*小問 1*
ピック&ロールに関する記事の要点を2文でまとめてください。

*原文*

ピック&ロール(Pick and Roll)完全ガイド Vol.1
まずはこの言葉から始めましょう。
ピックアンドロール(以下PnR)は、バスケットボールで最も効果的なアクションだ。これは育成年代でもNBAでも同様に真実である
しかし、1つ問題があります……
多くのコーチは、選手にPnRを教えるときに、重要な細部を見逃しています。
このシンプルな細部の欠如により、あなたのチームは試合で多くの得点機会を逃してしまう可能性があります。
PnRの正しい方法を理解し、いくつかのミスを修正すれば、あなたのチームのPnRははるかに効果的になり、得点機会は改善されます。
この記事では、PnRとは何かを説明し、チームがワイドオープンショットやレイアップを撃つための、7つのステップを説明します。
目次
- PnRとは何か?
- 完璧なPnRのやり方
- 1. ボールマンがディフェンダーとの間合いをつくる:Dribbler Creates Separation
- 2. スクリナーがディフェンダーとの間合いをつくる:Screener Creates Separation
- 3.正しいスクリーンの角度:Correct Screening Angle
- 4.スクリナーが接触をつくる:Screener Makes Contact
- 5.ドリブルアタック:Dribbler Attacks Off the Screen
- 6.スクリナーはゴールに向かってロールする:Screener Rolls to the Rim
- 7.ボールマンが正しい判断をする:Dribbler Makes Best Decision
PnRとは何か?

*小問 2*
エントリのうち、「of the running」を含む行からエントリの最終行までを、両端の行も含めて一字一句変えずに再掲してください。

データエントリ
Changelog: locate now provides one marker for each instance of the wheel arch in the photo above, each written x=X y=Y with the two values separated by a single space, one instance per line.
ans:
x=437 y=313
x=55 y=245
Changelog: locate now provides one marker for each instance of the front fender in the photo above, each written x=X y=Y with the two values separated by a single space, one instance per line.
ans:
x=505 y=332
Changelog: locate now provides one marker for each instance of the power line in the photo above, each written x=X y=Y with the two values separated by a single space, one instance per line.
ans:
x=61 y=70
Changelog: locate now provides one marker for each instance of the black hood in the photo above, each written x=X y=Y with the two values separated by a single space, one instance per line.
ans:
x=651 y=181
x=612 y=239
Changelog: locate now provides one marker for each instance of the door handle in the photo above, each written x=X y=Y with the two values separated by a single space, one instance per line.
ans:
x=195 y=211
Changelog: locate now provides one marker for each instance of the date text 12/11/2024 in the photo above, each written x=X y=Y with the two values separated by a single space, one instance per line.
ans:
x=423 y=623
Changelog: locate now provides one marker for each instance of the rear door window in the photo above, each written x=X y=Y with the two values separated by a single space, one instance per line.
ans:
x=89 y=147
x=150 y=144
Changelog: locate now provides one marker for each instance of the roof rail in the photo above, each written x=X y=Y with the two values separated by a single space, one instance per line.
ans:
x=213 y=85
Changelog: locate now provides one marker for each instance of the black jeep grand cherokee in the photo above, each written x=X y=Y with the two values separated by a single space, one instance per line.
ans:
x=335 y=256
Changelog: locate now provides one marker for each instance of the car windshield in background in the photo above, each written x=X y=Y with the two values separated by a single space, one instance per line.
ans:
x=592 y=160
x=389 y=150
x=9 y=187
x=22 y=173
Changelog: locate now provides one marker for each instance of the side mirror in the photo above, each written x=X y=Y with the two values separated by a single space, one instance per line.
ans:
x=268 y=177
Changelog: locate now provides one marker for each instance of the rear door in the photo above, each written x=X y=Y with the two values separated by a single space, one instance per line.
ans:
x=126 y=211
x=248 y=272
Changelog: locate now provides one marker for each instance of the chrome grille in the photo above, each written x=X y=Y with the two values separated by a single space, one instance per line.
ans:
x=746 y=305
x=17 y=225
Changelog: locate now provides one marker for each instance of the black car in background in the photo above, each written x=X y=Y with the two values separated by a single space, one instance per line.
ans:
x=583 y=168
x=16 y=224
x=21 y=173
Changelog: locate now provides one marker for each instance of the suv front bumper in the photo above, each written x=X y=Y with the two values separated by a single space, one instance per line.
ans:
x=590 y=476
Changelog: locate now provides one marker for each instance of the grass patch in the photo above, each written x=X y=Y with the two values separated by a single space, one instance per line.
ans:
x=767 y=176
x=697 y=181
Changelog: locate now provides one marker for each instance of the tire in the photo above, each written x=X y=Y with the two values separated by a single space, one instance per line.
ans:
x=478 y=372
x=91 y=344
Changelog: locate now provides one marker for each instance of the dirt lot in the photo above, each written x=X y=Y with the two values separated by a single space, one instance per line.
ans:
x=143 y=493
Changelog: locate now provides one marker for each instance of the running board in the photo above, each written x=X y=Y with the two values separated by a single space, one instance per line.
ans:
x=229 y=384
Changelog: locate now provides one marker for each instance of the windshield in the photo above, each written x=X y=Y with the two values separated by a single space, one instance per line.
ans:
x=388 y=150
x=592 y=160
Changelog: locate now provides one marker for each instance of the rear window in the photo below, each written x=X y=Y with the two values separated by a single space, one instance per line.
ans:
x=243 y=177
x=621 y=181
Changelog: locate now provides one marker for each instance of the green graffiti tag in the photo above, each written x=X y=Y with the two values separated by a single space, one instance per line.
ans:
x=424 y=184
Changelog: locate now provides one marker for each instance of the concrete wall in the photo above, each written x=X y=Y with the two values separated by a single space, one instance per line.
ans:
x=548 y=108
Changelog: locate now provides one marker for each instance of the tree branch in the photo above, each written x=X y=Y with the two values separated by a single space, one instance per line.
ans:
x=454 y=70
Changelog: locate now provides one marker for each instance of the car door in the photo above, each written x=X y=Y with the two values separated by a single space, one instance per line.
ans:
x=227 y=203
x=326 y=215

*解答 1*
ピックアンドロール(PnR)はバスケットボールで最も効果的なアクションであり、育成年代でもNBAでも同様だが、多くのコーチは選手に教える際に重要な細部を見逃しており、そのためチームが多くの得点機会を逃す可能性がある。記事ではPnRとは何かを説明したうえで、チームがワイドオープンショットやレイアップを撃つための7つのステップを解説する。

*解答 2*
Changelog: locate now provides one marker for each instance of the running board in the photo above, each written x=X y=Y with the two values separated by a single space, one instance per line.
ans:
x=229 y=384
Changelog: locate now provides one marker for each instance of the windshield in the photo above, each written x=X y=Y with the two values separated by a single space, one instance per line.
ans:
x=388 y=150
x=592 y=160
Changelog: locate now provides one marker for each instance of the rear window in the photo below, each written x=X y=Y with the two values separated by a single space, one instance per line.
ans:
x=243 y=177
x=621 y=181
Changelog: locate now provides one marker for each instance of the green graffiti tag in the photo above, each written x=X y=Y with the two values separated by a single space, one instance per line.
ans:
x=424 y=184
Changelog: locate now provides one marker for each instance of the concrete wall in the photo above, each written x=X y=Y with the two values separated by a single space, one instance per line.
ans:
x=548 y=108
Changelog: locate now provides one marker for each instance of the tree branch in the photo above, each written x=X y=Y with the two values separated by a single space, one instance per line.
ans:
x=454 y=70
Changelog: locate now provides one marker for each instance of the car door in the photo above, each written x=X y=Y with the two values separated by a single space, one instance per line.
ans:
x=227 y=203
x=326 y=215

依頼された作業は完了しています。